Your task is to return, word for word, only the lines from the line with "Point out the young" through the close of the data. Exclude all pictures.

+ + + +

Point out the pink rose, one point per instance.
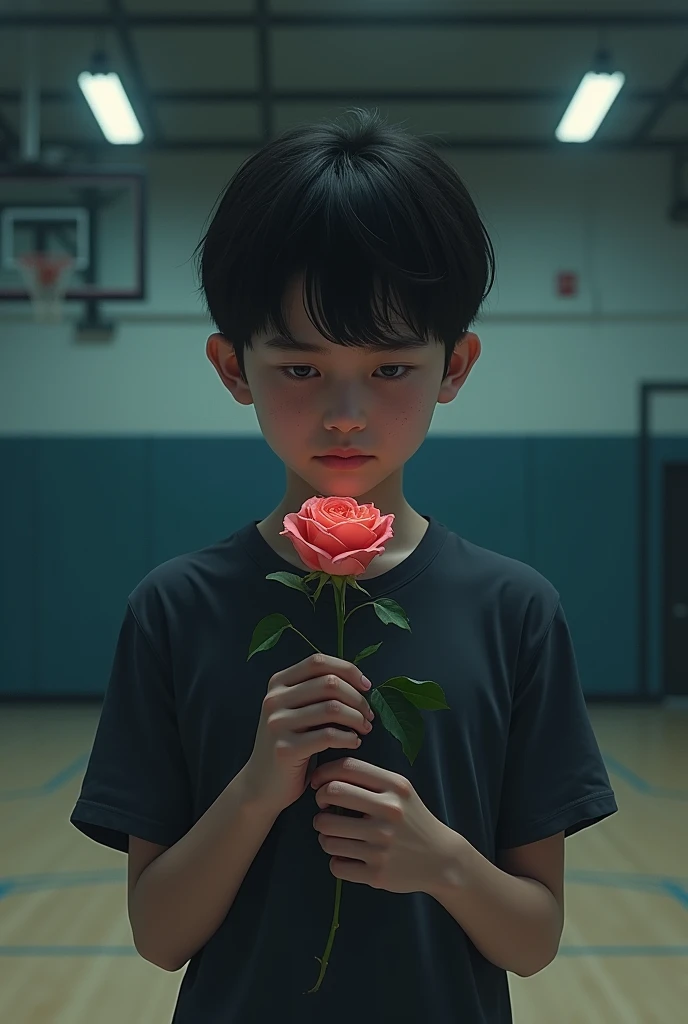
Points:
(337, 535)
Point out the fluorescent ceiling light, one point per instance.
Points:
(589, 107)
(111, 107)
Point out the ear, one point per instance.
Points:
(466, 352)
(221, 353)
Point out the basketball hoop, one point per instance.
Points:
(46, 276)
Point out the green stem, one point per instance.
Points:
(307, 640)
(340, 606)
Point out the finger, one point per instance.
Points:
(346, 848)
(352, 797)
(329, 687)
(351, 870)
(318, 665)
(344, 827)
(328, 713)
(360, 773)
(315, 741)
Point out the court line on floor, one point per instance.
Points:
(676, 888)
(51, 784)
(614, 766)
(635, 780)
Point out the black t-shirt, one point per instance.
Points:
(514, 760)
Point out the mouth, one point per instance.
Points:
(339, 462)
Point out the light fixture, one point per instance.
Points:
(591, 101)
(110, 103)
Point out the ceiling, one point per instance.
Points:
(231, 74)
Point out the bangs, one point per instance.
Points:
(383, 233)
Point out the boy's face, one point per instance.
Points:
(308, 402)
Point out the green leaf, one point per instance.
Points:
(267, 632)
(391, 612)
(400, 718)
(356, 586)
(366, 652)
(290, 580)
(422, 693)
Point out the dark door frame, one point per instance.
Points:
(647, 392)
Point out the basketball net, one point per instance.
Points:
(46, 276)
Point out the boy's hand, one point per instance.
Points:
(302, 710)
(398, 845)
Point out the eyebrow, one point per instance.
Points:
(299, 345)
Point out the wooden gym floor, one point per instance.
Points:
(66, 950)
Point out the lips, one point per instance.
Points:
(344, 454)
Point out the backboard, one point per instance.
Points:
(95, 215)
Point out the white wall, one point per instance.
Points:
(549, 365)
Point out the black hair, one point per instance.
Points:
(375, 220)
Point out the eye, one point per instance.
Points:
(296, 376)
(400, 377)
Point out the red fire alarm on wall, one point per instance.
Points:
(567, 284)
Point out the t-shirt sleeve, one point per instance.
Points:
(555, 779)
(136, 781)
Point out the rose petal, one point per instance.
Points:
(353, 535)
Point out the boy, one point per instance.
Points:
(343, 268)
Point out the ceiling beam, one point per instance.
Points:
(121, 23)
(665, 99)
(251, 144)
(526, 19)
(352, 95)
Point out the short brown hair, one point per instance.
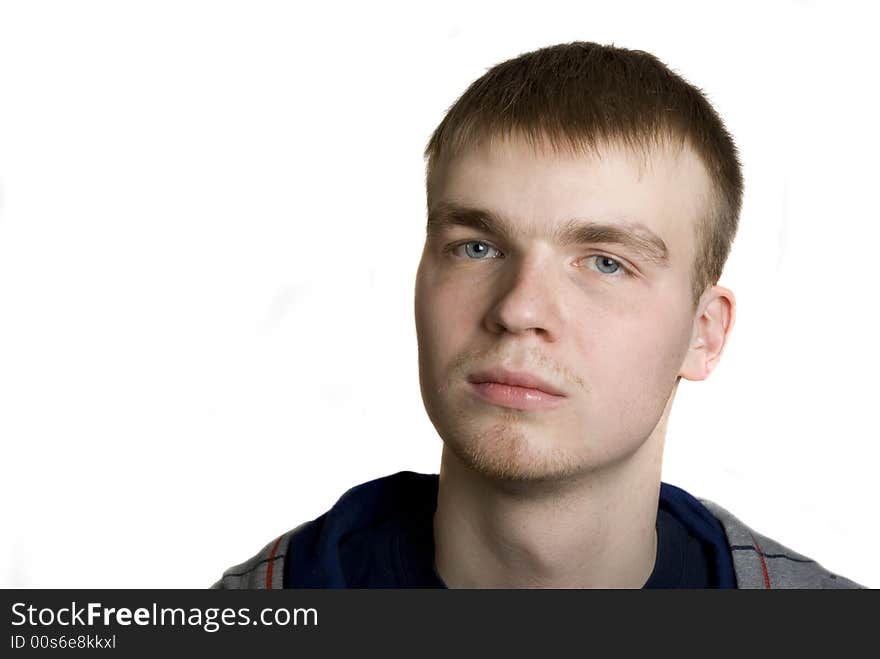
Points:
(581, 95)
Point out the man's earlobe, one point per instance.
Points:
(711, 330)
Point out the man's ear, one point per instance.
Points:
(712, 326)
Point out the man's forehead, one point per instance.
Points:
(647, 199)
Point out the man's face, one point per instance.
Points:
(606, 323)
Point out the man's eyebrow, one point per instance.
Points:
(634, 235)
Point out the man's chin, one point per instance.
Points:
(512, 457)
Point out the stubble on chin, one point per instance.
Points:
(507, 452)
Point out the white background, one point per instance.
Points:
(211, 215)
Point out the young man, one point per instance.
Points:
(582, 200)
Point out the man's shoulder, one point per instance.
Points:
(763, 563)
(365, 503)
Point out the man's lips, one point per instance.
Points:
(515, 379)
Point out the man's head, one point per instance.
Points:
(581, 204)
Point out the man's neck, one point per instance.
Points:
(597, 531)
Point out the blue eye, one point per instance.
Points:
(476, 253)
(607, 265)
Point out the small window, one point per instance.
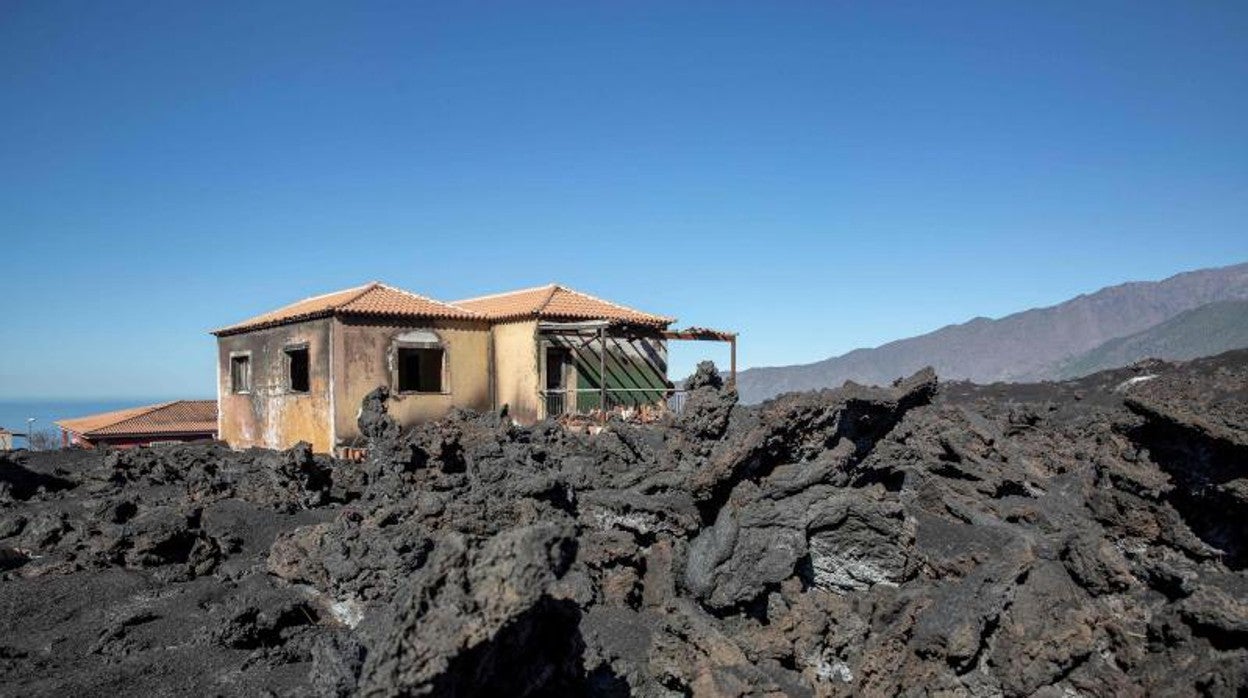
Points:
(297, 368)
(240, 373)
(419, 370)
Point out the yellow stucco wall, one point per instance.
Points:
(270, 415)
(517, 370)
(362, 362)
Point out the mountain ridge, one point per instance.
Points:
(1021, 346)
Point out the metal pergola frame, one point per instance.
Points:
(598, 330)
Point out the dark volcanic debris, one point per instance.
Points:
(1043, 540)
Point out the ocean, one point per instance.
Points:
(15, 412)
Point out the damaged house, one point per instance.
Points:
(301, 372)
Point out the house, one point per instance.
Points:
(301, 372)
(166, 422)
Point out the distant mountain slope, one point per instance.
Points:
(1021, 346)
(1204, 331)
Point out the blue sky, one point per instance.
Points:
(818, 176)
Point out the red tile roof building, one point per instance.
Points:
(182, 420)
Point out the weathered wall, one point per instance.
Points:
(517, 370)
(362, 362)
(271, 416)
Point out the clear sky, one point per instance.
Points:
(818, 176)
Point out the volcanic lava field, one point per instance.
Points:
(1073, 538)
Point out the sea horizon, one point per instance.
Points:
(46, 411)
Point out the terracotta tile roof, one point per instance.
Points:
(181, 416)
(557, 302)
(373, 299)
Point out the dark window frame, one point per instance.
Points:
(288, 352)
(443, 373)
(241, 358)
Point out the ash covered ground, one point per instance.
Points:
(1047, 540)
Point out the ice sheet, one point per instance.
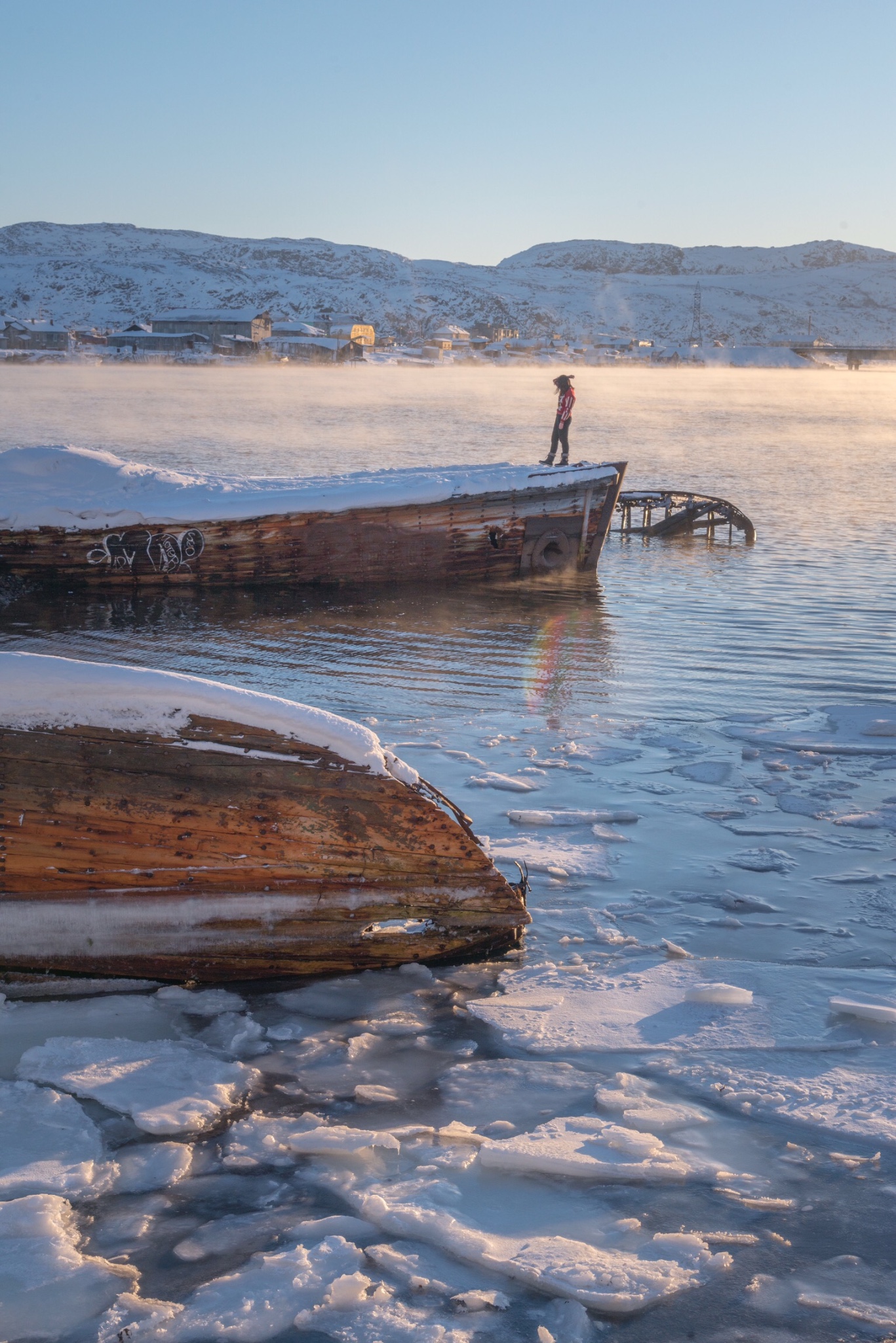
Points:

+ + + +

--- Answer to the problem ---
Point out the young man, one point per instance.
Points:
(582, 200)
Point out the man's shoulder, one point per instance.
Points:
(763, 563)
(365, 503)
Point out the man's lips, one point per instance.
Points:
(515, 379)
Point out the man's head, one point per instance.
Points:
(581, 204)
Point out the man's neck, one point per instance.
Points:
(597, 531)
Point out the blue eye, one point per instance.
Points:
(476, 253)
(607, 265)
Point out the small window, one point per instance.
Points:
(297, 368)
(240, 373)
(419, 370)
Point out the yellow stucco wall, one point per instance.
Points:
(270, 415)
(517, 370)
(362, 362)
Point out the mountain ridge, one point per instance.
Points:
(1021, 346)
Point out the metal pergola frame, one point per instance.
Points:
(598, 330)
Point out the dark volcanic debris, one point per instance.
Points:
(1043, 540)
Point out the ocean, one point per instance.
Points:
(15, 412)
Point out the damaged house, one point per instance.
Points:
(301, 372)
Point out the house, one point per instance.
Points:
(301, 372)
(166, 422)
Point out the distant mountain slope, one point per instance.
Points:
(1021, 346)
(1204, 331)
Point out the blue sky, one point per instance.
Points:
(818, 176)
Point out the red tile roof building, one point per instance.
Points:
(182, 420)
Point out the weathered wall, one point per instance.
Points:
(517, 370)
(362, 362)
(271, 416)
Point out the clear sky, one point per instance.
Points:
(818, 176)
Point out the volcanic lava field, one point per instance.
Points:
(1073, 538)
Point out the sea horizon, one point per instance.
Points:
(46, 411)
Point out the terracotta tile roof, one point per instance.
Points:
(181, 416)
(557, 302)
(373, 299)
Point out the dark window frame, one point per instance.
Points:
(288, 352)
(443, 373)
(241, 358)
Point out the ash covered ground, one point per instance.
Points:
(1047, 540)
Point out the ice sheet, one point per instance.
Points:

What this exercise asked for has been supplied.